Given task 1:
From the text on The Squirrel, duplicate the passage between "The Squirrel (subtitled" and "label in 1997.", inclusive.
Given task 2:
In the text on The Squirrel, which organization recorded the album at the Jazzhus Montmartre?

Supplied text:
## begin
The Squirrel (subtitled Live in Montmatre, Copenhagen '67) is a live album by American saxophonist Dexter Gordon recorded at the Jazzhus Montmartre in Copenhagen, Denmark in 1967 by Danmarks Radio and released on the Blue Note label in 1997.

Critical reception 

AllMusic critic Scott Yanow stated "the great Dexter really stretches out on four numbers ... The recording quality is decent, if not flawless, but Gordon's playing is often quite passionate ... Although not essential this set finds the tenor in excellent form". On All About Jazz Joel Roberts observed "To hear Dexter Gordon live in this period is to hear one of the most powerful instrumentalists in jazz at the very top of his form. On four extended numbers, clocking in at between twelve and twenty minutes, Gordon plays fast, furious and remarkably athletic tenor alongside an outstanding rhythm section".
## end
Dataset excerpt
## begin
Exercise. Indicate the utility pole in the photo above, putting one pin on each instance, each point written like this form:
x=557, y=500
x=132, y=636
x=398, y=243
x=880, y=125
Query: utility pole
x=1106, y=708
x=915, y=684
## end
Final answer 1:
The Squirrel (subtitled Live in Montmatre, Copenhagen '67) is a live album by American saxophonist Dexter Gordon recorded at the Jazzhus Montmartre in Copenhagen, Denmark in 1967 by Danmarks Radio and released on the Blue Note label in 1997.

Final answer 2:
Danmarks Radio